# [Okuma Metni]
────────────────────────────────────────

Kont Dracula’nın beyaz perdeye geri dönüşü şerefine, unutulmaz vampir filmlerini bir hatırlayalım istedik. Sinema tarihinin her dönemine yayılan onlarca vampir filmi arasından en iyilerini seçmek kolay değil ama bu listede olmazsa olmazlar ve farklı bakış açıları var.
İlk sırayı F.W. Murnau’nun 1922 yapımı klasiği “Nosferatu” alıyor. Max Schreck’in şaşırtıcı bir makyajla canlandırdığı karakter, neredeyse tarif edilemez bir kötülük taşıyor. Bela Lugosi ve Christopher Lee gibi sonraki ünlü Drakulalar, karaktere kendi unutulmaz yorumlarını getirseler de, Murnau’nun dışavurumcu gölgeleri arasında sürünen pis, yıpratıcı bir kötülük bariz bir şekilde öne çıkıyor.

────────────────────────────────────────

# [Satırlar]
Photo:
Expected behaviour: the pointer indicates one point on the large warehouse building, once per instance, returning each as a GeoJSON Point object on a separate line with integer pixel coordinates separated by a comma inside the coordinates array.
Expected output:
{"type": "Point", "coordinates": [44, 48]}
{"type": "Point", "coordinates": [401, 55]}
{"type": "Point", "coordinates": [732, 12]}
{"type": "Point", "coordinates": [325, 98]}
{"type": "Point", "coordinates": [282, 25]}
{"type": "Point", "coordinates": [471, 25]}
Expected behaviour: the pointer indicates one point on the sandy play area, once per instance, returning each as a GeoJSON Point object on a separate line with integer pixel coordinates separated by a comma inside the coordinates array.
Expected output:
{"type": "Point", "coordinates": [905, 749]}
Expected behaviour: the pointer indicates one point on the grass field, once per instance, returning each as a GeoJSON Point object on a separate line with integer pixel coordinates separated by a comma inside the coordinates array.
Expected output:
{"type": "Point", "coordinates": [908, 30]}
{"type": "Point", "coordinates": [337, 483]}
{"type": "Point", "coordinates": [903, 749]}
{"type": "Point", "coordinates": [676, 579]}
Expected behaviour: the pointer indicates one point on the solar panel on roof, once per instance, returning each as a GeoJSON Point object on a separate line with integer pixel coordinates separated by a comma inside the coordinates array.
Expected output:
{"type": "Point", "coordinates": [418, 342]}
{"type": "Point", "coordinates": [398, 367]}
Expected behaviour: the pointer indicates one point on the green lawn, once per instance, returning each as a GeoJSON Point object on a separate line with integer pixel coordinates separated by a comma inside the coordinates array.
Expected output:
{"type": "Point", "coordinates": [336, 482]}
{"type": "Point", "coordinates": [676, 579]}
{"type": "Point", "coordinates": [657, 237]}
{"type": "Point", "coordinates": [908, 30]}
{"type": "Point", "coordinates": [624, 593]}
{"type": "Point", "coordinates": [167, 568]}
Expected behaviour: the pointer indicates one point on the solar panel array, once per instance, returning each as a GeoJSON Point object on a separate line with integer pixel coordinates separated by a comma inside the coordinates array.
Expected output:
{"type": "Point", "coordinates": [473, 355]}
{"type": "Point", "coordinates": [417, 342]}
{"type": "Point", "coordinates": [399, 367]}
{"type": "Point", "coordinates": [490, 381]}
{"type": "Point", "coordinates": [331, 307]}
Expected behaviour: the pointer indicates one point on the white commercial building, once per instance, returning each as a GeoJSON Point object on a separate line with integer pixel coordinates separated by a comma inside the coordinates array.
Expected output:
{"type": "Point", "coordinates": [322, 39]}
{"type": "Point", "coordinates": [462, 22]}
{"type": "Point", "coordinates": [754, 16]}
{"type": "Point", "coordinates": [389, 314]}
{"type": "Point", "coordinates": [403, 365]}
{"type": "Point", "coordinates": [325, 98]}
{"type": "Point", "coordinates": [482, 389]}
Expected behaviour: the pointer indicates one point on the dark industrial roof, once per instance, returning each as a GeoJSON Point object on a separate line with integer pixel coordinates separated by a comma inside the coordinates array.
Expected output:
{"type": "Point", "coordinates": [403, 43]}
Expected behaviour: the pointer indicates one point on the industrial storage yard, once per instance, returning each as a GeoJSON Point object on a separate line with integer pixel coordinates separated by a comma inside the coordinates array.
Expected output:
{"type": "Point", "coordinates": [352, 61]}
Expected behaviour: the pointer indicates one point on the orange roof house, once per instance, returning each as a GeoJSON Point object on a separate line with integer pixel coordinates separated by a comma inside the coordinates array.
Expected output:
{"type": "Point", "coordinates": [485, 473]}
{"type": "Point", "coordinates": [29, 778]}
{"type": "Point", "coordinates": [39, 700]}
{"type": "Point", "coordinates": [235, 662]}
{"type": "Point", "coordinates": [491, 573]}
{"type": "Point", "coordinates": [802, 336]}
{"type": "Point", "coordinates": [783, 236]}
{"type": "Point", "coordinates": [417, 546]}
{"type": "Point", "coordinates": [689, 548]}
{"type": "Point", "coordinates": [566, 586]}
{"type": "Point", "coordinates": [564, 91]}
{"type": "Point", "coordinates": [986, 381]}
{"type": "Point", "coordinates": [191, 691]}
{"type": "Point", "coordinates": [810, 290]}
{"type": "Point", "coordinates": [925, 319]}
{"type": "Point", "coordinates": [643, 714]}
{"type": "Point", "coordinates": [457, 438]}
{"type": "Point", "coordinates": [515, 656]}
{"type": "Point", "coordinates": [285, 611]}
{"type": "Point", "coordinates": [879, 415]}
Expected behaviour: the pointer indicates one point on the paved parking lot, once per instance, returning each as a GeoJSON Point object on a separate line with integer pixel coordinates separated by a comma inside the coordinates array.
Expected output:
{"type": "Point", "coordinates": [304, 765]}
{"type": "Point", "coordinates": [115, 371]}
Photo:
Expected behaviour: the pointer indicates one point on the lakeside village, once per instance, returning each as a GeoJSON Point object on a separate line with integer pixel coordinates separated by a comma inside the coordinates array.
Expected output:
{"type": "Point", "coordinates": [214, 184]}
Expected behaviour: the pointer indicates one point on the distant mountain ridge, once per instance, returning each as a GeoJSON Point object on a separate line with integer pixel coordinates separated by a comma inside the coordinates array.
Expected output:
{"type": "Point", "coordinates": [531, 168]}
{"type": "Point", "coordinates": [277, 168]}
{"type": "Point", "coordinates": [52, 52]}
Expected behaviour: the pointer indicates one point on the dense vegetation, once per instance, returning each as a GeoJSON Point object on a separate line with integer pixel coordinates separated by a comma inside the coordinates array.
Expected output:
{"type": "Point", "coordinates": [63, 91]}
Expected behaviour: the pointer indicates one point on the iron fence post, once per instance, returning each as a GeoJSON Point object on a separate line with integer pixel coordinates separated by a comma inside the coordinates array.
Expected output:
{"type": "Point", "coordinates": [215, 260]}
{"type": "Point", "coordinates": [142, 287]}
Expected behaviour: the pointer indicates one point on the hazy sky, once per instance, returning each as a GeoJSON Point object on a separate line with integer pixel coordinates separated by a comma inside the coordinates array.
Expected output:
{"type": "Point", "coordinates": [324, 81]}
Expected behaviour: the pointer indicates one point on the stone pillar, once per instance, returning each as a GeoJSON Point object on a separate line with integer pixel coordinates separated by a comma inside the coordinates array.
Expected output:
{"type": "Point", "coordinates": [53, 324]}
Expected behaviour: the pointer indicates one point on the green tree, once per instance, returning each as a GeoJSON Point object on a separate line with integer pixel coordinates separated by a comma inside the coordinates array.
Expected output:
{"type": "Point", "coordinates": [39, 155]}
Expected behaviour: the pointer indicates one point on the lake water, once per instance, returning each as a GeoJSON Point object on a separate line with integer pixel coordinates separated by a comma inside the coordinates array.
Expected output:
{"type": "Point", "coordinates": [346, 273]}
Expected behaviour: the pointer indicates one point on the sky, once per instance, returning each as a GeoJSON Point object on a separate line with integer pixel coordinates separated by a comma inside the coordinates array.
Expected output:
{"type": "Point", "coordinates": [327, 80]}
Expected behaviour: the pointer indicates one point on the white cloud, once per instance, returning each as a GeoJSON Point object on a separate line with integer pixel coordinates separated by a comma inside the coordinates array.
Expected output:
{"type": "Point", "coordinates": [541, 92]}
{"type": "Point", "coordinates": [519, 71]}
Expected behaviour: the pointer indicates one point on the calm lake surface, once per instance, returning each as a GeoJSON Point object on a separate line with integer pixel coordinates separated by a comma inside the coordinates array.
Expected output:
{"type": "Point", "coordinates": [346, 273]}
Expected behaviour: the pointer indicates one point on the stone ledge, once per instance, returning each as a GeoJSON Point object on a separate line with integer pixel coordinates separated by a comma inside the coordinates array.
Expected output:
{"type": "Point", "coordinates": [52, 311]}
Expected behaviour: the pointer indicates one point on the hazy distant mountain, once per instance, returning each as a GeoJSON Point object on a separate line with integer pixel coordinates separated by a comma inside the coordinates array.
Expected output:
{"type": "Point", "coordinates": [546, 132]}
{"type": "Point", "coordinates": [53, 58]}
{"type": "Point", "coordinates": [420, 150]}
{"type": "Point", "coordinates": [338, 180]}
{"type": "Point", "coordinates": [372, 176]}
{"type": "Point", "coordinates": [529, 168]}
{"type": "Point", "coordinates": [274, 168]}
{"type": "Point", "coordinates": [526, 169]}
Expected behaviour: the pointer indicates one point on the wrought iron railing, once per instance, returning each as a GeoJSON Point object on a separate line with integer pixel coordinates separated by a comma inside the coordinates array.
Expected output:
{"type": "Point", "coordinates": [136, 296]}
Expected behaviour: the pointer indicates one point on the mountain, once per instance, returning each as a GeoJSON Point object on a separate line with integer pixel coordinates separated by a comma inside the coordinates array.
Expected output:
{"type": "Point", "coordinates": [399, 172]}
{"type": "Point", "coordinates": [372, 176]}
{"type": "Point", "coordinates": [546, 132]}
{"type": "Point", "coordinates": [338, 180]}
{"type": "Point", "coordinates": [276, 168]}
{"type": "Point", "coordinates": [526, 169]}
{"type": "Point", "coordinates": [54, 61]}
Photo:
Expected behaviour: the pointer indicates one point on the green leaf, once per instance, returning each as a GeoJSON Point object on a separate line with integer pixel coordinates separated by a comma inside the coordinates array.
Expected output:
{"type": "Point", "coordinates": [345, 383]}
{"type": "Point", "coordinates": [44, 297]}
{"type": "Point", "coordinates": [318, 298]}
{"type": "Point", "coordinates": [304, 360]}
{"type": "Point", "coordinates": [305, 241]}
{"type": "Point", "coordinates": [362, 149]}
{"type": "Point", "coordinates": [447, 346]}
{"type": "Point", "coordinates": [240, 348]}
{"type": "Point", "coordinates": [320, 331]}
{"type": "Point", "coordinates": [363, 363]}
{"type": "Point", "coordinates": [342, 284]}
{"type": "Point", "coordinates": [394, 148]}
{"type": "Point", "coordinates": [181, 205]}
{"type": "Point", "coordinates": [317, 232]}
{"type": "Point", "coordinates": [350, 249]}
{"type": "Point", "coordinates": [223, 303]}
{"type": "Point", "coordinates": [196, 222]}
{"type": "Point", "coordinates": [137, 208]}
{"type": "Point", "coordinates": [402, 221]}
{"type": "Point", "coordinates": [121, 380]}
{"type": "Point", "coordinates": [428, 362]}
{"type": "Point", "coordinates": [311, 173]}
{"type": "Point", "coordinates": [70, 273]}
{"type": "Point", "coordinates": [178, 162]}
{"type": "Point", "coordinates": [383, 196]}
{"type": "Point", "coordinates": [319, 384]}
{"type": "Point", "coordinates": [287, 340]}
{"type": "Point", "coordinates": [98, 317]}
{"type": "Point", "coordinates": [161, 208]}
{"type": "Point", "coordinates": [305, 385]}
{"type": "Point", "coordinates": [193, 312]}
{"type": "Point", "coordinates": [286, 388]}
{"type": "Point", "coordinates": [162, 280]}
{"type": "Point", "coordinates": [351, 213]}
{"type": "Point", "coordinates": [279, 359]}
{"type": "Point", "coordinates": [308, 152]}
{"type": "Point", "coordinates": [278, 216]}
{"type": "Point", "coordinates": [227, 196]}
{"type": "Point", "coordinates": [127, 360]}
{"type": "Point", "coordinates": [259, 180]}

────────────────────────────────────────

# [Görev 1]
Aşağıdaki ifadelerin vampir filmleri metniyle uyuşup uyuşmadığını belirtin. Her biri için evet ya da hayır deyip metinden belirleyici sözleri aynen alıntılayın: (a) Nosferatu 1922 yapımı bir filmdir. (b) Nosferatu'daki karakteri Bela Lugosi canlandırmıştır. (c) En iyi vampir filmlerini seçmek kolaydır.
# [Görev 2]
Vampir filmleri metnine göre listenin ilk sırasında hangi film yer alıyor?
# [Görev 3]
Vampir filmleri metninde "Kont Dracula’nın beyaz" sözlerinden "şekilde öne çıkıyor." sözlerine kadar olan bölümü hiç değiştirmeden yazın.

# [Son Cevap 1]
(a) Evet: "F.W. Murnau’nun 1922 yapımı klasiği “Nosferatu”"
(b) Hayır: "Max Schreck’in şaşırtıcı bir makyajla canlandırdığı karakter"
(c) Hayır: "en iyilerini seçmek kolay değil"

# [Son Cevap 2]
F.W. Murnau’nun 1922 yapımı klasiği "Nosferatu".

# [Son Cevap 3]
Kont Dracula’nın beyaz perdeye geri dönüşü şerefine, unutulmaz vampir filmlerini bir hatırlayalım istedik. Sinema tarihinin her dönemine yayılan onlarca vampir filmi arasından en iyilerini seçmek kolay değil ama bu listede olmazsa olmazlar ve farklı bakış açıları var.
İlk sırayı F.W. Murnau’nun 1922 yapımı klasiği “Nosferatu” alıyor. Max Schreck’in şaşırtıcı bir makyajla canlandırdığı karakter, neredeyse tarif edilemez bir kötülük taşıyor. Bela Lugosi ve Christopher Lee gibi sonraki ünlü Drakulalar, karaktere kendi unutulmaz yorumlarını getirseler de, Murnau’nun dışavurumcu gölgeleri arasında sürünen pis, yıpratıcı bir kötülük bariz bir şekilde öne çıkıyor.